**EXERCISE PROMPT**
Everything from the line containing "of the orange" through the final line below must be output exactly, both ends included, with nothing else and no pictures.

___ RECORDS FOR THE TASK

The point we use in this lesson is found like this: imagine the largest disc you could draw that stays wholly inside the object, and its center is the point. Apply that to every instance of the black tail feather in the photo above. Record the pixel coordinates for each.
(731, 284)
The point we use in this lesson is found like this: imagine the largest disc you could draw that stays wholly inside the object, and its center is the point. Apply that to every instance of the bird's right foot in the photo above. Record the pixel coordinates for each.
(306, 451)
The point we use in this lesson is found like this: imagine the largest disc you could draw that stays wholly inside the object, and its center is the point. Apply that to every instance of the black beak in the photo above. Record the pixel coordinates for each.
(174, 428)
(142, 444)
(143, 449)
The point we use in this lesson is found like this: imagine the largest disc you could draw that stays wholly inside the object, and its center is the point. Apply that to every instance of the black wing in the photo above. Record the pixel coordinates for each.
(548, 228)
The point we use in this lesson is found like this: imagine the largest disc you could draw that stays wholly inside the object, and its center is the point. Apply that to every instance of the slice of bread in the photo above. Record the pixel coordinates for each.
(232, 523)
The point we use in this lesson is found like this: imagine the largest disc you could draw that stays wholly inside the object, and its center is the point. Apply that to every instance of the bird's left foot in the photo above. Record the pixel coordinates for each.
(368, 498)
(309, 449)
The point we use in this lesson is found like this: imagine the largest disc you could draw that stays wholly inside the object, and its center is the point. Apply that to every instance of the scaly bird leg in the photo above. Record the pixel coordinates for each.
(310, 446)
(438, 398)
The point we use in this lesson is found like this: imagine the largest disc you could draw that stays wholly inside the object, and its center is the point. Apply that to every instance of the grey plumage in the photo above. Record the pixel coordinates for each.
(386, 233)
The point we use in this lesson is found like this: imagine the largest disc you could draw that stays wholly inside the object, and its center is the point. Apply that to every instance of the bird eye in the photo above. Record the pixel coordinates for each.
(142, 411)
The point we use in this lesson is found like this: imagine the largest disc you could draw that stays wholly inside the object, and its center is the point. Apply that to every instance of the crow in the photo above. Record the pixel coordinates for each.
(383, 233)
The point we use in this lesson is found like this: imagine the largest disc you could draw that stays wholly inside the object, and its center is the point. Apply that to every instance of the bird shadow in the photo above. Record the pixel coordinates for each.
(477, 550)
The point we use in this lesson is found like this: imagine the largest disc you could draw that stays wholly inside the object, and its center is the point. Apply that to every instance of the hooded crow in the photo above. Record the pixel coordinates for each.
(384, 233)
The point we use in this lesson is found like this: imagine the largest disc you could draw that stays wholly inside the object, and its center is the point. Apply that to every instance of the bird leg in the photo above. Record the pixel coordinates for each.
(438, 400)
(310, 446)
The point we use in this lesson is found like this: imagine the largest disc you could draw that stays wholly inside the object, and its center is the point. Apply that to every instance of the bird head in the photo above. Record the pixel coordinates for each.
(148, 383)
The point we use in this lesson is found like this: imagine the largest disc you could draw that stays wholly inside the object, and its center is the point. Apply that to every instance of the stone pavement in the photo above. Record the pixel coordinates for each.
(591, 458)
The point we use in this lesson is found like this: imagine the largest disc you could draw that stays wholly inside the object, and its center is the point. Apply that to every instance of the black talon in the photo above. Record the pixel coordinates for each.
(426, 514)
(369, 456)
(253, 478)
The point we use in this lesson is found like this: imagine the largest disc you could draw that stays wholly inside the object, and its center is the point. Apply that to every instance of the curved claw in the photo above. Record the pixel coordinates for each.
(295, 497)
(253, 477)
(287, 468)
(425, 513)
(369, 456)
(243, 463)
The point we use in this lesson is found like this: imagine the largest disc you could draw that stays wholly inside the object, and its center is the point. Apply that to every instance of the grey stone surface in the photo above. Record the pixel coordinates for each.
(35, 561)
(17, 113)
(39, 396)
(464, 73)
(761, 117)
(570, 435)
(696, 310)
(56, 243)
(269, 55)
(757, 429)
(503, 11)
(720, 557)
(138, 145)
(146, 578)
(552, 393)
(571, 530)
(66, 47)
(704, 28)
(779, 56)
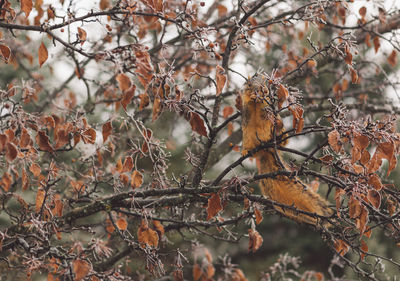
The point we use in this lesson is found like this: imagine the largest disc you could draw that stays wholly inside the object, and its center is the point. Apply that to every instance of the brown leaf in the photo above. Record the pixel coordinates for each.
(227, 111)
(196, 272)
(363, 248)
(128, 96)
(40, 196)
(255, 240)
(158, 227)
(334, 141)
(136, 179)
(377, 44)
(26, 7)
(147, 236)
(35, 170)
(283, 94)
(6, 181)
(128, 164)
(81, 269)
(121, 223)
(5, 52)
(374, 198)
(392, 59)
(197, 124)
(106, 130)
(124, 82)
(43, 54)
(82, 35)
(11, 152)
(354, 207)
(89, 136)
(213, 206)
(258, 215)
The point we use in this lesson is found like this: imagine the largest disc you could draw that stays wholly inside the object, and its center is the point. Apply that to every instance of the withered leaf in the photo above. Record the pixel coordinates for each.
(147, 236)
(106, 130)
(43, 54)
(255, 240)
(220, 79)
(197, 124)
(213, 206)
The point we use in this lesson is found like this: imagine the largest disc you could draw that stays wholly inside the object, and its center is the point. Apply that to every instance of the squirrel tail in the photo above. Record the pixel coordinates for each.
(290, 192)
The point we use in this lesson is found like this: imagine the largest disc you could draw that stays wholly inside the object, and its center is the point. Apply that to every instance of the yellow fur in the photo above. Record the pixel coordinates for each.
(258, 126)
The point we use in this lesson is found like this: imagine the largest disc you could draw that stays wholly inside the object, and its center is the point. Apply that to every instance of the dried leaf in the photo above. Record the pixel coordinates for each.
(89, 136)
(197, 124)
(374, 198)
(136, 179)
(220, 79)
(81, 269)
(5, 52)
(11, 152)
(106, 130)
(258, 215)
(128, 96)
(121, 223)
(392, 59)
(40, 196)
(255, 240)
(213, 206)
(26, 7)
(82, 35)
(128, 164)
(43, 54)
(147, 236)
(377, 44)
(124, 82)
(283, 94)
(35, 170)
(334, 141)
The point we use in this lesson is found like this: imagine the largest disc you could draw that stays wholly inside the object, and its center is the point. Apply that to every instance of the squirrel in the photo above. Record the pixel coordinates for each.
(260, 125)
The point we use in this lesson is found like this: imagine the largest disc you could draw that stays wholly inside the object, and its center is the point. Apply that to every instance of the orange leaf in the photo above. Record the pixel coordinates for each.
(158, 227)
(35, 169)
(197, 124)
(6, 181)
(255, 240)
(124, 82)
(374, 198)
(228, 110)
(81, 269)
(89, 136)
(82, 35)
(40, 195)
(213, 206)
(147, 236)
(26, 7)
(258, 215)
(377, 44)
(136, 179)
(128, 164)
(392, 59)
(334, 141)
(106, 130)
(128, 96)
(5, 52)
(11, 152)
(43, 54)
(220, 79)
(364, 248)
(121, 224)
(283, 94)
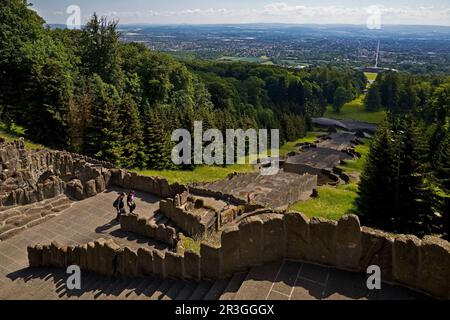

______

**WORKED SOLUTION**
The point we use in this lesson is found like this: imagine the largest disc you could draw that stays wholly inside the object, and its center is the point. Apply that to every instance of the orange leaf in the photo above. Record the pixel coordinates for each.
(158, 227)
(35, 169)
(197, 124)
(6, 181)
(255, 240)
(124, 82)
(374, 198)
(228, 110)
(81, 269)
(89, 136)
(82, 35)
(40, 195)
(213, 206)
(147, 236)
(26, 7)
(258, 215)
(377, 44)
(136, 179)
(128, 164)
(392, 59)
(334, 141)
(106, 130)
(128, 96)
(5, 52)
(11, 152)
(43, 54)
(220, 79)
(364, 248)
(121, 224)
(283, 94)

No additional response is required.